### EXERCISE BRIEF
Please copy every one of the records below word for word, and leave the pictures out of your answer.

### INPUT DATA
--- start ---

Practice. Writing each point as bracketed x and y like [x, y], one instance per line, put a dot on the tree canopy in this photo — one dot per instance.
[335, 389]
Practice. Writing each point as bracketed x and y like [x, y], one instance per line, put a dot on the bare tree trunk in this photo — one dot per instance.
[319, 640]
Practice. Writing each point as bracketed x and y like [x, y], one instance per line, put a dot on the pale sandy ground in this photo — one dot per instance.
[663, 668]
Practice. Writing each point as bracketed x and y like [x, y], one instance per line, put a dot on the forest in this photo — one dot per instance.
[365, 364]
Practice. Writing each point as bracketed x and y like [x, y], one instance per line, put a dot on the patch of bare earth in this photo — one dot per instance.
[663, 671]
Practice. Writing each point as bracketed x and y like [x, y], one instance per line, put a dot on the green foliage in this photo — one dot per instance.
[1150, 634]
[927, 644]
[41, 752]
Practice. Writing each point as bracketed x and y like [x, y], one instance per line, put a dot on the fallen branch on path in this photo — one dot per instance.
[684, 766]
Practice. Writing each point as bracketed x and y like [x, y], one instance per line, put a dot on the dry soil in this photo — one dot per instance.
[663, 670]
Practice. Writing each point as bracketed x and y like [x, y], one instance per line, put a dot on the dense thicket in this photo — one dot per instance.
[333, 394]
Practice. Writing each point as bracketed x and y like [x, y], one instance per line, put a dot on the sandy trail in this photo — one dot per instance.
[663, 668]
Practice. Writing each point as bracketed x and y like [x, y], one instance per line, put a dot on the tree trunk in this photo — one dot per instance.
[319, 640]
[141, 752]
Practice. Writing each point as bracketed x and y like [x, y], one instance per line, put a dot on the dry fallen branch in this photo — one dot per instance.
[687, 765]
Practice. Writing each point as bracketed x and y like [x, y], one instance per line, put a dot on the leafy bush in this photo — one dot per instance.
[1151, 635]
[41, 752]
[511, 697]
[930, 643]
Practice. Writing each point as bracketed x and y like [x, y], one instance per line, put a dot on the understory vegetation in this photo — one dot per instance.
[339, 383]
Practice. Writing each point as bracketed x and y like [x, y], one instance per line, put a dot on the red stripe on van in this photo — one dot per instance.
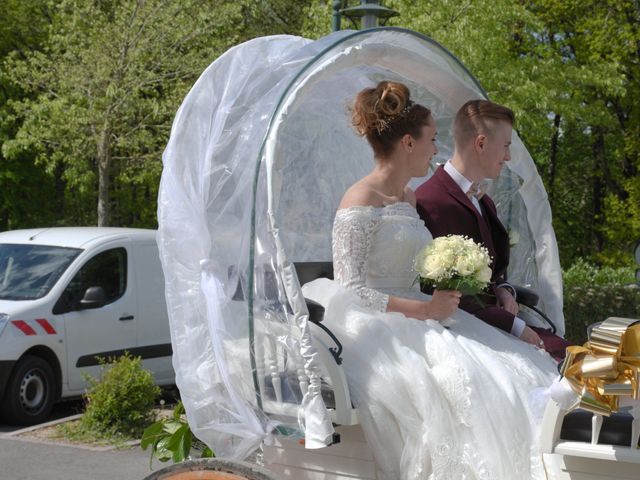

--- end ---

### FULL ANSWER
Practice. Writing each point as bracketed x and y like [x, y], one instance per line, put a dot on the tree canopy in this photo — one dot per instance.
[335, 389]
Practice. Writing each point as bracketed x and y like [x, y], one instance per line, put a dot on the bare tree trunk in this photo — one dot per instance.
[319, 640]
Practice. Writing each point as bracketed x and y like [x, y], one instance per line, put a dot on the pale sandy ground in this photo — one dot per instance.
[663, 668]
Practice. Writing each point as bracketed x and y like [x, y], one instance per line, put a dot on the forest in this photo — one dot per instance.
[365, 364]
Practice. Writing each point as bracketed x and y like [x, y], one instance per line, put a dot on the patch of bare earth in this photo — one dot per instance.
[663, 671]
Practice. Writing each point as bracketed x and y like [x, y], one instance per line, put a dot on the green foliage in this photo — one dot per instance.
[1150, 634]
[927, 644]
[41, 752]
Practice. Writing each point as bracketed x and y like [x, y], one instance per line, put a dot on the fallen branch on path in this photo — one dot per instance.
[684, 766]
Practice. Writing each point as bracketed x and y like [x, y], one instance per line, put a dot on the dry soil in this photo — one dot per instance.
[663, 670]
Practice. Writing each point as bracketed x and y like [x, y], one instance per line, put a dot on the dense thicket in this photo — one dot per instance.
[333, 394]
Practice. Writing each point as bracketed x and y like [x, y], one instance per line, put a dot on the sandy trail in this photo — one dot per instance.
[663, 668]
Practice. Writing each point as bracketed x and y like [x, y], one instance per line, put a dot on the tree trunk in this photo — one dot per instance.
[319, 640]
[141, 752]
Practice. Writing each point as bracketed x and y like [x, y], one instance per line, put a dot on the dry fallen branch in this photo — one dot per instance.
[687, 765]
Practice. Writing each point as bracketed x and y like [x, y], one instance per line, put a dot on the leafy bush in this photo — one dot per instance.
[1151, 635]
[41, 752]
[511, 697]
[930, 643]
Practice. Writing each point as bracketed x and y like [x, y], one instance per line, put a dot on the understory vegetation in this photo — one dot per instance.
[339, 383]
Practice. Writing each point as bracketed x and y like [x, y], one instance per line, put a dot on the red stripe on van in this photo — one dot per instance.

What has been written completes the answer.